▸ EXERCISE INPUT
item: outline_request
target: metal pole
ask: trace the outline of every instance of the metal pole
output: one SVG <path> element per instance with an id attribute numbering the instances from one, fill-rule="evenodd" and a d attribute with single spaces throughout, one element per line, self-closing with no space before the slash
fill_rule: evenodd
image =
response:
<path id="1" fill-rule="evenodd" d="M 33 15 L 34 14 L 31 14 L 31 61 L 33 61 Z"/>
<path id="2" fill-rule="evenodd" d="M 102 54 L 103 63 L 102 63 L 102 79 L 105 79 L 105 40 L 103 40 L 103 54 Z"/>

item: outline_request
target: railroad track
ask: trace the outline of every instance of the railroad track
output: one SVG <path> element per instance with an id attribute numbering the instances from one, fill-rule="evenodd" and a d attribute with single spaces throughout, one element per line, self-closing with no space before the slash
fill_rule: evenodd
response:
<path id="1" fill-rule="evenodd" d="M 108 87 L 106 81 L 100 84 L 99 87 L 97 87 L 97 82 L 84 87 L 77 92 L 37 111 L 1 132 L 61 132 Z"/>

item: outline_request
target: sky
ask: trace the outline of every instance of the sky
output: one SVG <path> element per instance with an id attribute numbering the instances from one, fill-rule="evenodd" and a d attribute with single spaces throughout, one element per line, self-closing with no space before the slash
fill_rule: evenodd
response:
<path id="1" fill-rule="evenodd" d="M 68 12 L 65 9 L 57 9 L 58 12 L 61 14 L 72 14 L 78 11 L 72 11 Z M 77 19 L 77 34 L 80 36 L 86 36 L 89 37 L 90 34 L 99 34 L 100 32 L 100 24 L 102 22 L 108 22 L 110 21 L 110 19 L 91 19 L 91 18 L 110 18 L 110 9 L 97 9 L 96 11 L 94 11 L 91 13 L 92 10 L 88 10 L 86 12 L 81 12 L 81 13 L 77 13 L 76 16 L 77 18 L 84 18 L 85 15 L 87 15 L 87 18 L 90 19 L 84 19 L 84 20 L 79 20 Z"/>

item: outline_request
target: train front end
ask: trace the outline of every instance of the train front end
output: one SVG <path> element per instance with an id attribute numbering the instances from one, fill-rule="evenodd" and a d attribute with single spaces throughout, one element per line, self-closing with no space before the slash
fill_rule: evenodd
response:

...

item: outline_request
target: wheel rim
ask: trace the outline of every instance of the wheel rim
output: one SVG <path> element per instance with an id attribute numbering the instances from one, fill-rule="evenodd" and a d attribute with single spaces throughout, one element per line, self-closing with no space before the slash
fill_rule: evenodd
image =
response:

--

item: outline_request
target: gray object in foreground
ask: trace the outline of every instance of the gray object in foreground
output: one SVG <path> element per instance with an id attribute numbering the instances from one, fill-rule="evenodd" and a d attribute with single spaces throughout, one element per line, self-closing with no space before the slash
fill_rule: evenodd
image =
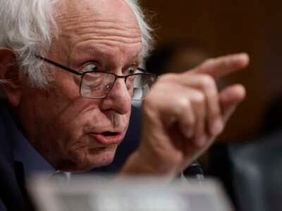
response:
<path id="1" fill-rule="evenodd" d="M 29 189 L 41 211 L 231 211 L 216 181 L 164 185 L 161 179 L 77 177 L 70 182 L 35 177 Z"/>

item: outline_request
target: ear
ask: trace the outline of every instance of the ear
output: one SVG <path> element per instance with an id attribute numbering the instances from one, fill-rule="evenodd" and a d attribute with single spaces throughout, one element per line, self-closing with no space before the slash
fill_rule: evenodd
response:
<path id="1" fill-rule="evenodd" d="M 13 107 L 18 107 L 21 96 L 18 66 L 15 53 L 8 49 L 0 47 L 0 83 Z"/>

▸ EXERCISE INSTRUCTIONS
Extract every line of the records that contains the string "object". Matching is case-sensitive.

▸ THE RESULT
target: gray object in foreground
ask: trace the outline of every instance of the gray object in foreground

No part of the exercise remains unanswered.